[START OF Document section]

APPEAL from the Circuit Court of Ogle County; the Hon. LEON A. ZICK, Judge, presiding.


This is an appeal from a decree of the circuit court of Ogle County in a will contest. The issues were submitted to a jury, and in accordance with its verdicts the decree set aside the will and also a deed executed by the testator before the will was executed. The case is here because a freehold is involved.

Benjamin Gilbert died on March 4, 1950, at the age of eighty-one. He left surviving as his heirs-at-law three sons, Guy, Orville and Elmer Gilbert, four daughters, Vera Mount, Letitia Wisner, Gladys Taylor and Bessie Dusing, and one grandson, Lloyd Gilbert, whose father, Benny Gilbert, had predeceased the testator. The will was admitted to probate in the county court of Ogle County. The estate consists of real and personal property valued in excess of $200,000.

By his will executed January 28, 1949, Gilbert made bequests of $5000 each to Guy Gilbert, Gladys Taylor, Bessie Dusing and Lloyd Gilbert, $50 each to Orville Gilbert, Vera Mount and Letitia Wisner and $5 to Elmer Gilbert. A bequest of $2000 was made to a grandson, Keith Kane, son of Gladys Taylor. Another bequest, of $5000, was made to Benjamin Gilbert, a grandson who predeceased the testator. The will also bequeathed $10,000 to Bessie Dusing and her son, William Robert Coffman, as trustees, with directions to pay the income annually to Vera Mount and Letitia Wisner, share and share alike, during their lives, and then to divide the balance between Bessie Dusing and Gladys Taylor. An undivided two-thirds of the residuary estate was left to Bessie Dusing and an undivided one-third to William Robert Coffman. Mrs. Dusing and Coffman were appointed executors.

About a year before the will was executed, on January 20, 1948, Gilbert deeded a farm of 180 acres in Ogle County to Bessie Dusing. This farm was worth about $45,000 at the time of the conveyance.

The plaintiffs, Vera Mount, Letitia Wisner, and Gladys Taylor, and Guy, Orville, Elmer, and Lloyd Gilbert filed their complaint, and later an amended complaint, against the defendants, Bessie Dusing, Keith Kane, and William Robert Coffman, individually, and Bessie Dusing and Coffman, as executors of the will of Benjamin Gilbert, deceased. The first two counts attacked the will. Count 1 alleged that the testator lacked the requisite mental capacity. Count 2 realleged the allegations of count 1, and also alleged that the will was executed under undue influence exerted by Bessie Dusing. The third and fourth counts attacked the conveyance to Bessie Dusing. Count 3 alleged lack of consideration and lack of mental capacity at the time the deed was executed. Count 4 realleged the allegations of count 3, and also alleged that a confidential relation obtained between Gilbert and his daughter, Bessie Dusing; that she took advantage of the trust and confidence reposed in her by her father by inducing him to visit an attorney for the purpose of conveying the property to her, and that the conveyance was not his free and voluntary act but was made under her undue influence.

Defendants answered, denying the material allegations. They also moved for a severance of the trial of the issues raised in counts 1 and 2, contesting the validity of the will, from the issues in counts 3 and 4 relating to the validity of the deed, and for an order to compel plaintiffs to elect upon which issue they would first proceed to trial. The motion was denied. Both issues made by the pleadings were tried before a single jury which returned a verdict in favor of plaintiffs on each count. A decree was entered upon the verdicts.

[END OF Document section]
[START OF Records to process]

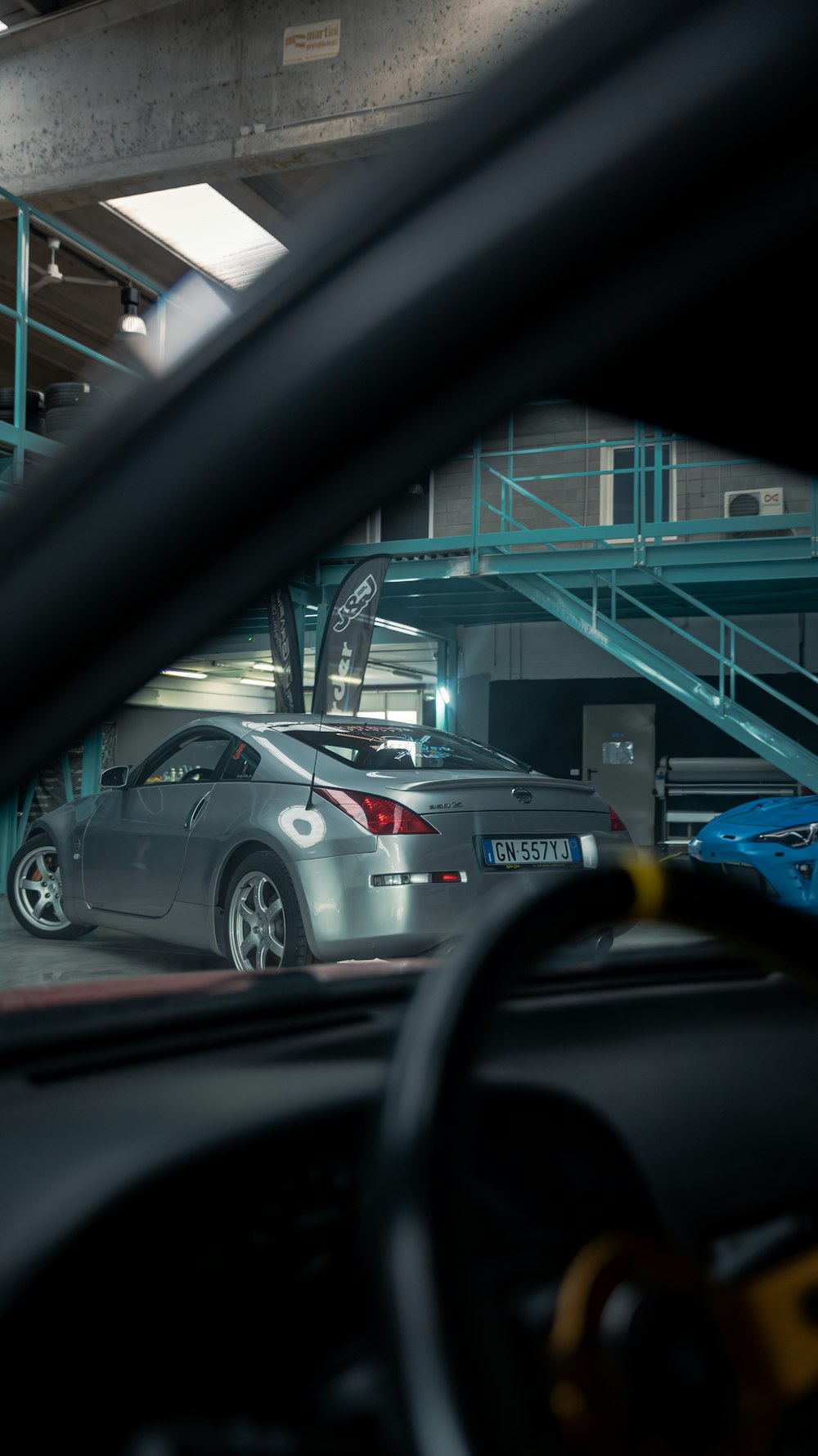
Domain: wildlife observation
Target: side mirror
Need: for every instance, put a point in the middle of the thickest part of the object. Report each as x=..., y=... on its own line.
x=114, y=777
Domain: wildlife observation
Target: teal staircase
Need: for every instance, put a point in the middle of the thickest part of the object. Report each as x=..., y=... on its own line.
x=600, y=620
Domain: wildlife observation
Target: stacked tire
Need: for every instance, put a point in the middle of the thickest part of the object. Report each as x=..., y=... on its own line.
x=72, y=408
x=35, y=405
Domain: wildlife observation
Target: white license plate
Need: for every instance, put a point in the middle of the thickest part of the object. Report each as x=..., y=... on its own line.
x=531, y=853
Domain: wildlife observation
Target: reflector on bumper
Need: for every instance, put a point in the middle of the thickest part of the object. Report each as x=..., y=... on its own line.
x=436, y=877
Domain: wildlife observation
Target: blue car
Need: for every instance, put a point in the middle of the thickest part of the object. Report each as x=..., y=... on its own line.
x=771, y=844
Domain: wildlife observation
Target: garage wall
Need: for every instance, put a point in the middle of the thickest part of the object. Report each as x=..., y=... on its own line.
x=523, y=686
x=529, y=446
x=542, y=721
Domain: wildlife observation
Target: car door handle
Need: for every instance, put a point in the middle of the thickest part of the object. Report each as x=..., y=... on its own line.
x=197, y=810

[END OF Records to process]

Short problem 1 :: Name every plaintiff in the will contest opinion.
Short problem 2 :: Rewrite the entries from their first line to the line with "x=771, y=844", both included, changing "wildlife observation" to "street survey" and nothing else. Omit the pictures.

Exercise result 1 ::
Vera Mount
Letitia Wisner
Gladys Taylor
Guy Gilbert
Orville Gilbert
Elmer Gilbert
Lloyd Gilbert

Exercise result 2 ::
Domain: street survey
Target: side mirror
Need: for every instance, put a point in the middle of the thickest part of the object. Report each as x=..., y=... on its own line.
x=114, y=777
Domain: street survey
Target: teal staircase
Need: for every instance, put a point in the middle of the thickest part of the object. Report each as x=..., y=... on its own line.
x=600, y=620
Domain: street survey
Target: stacked tire
Need: for every instance, put a point in the middle of the thickest part of the object. Report each as x=..., y=... on its own line.
x=72, y=408
x=35, y=405
Domain: street survey
Target: white license plate
Need: for every instance, put a point in the middle of the thickest part of the object. Report each as x=..., y=... on its own line.
x=531, y=853
Domain: street survey
Target: reflector on bumper
Need: for every instance, put a point in the middle of the thickest part of the object. Report each as x=..., y=... on its own line.
x=436, y=877
Domain: street survey
Target: blue car
Need: for every instance, put a point in the middle of the thickest part of the object. Report each as x=..., y=... on its own line.
x=771, y=844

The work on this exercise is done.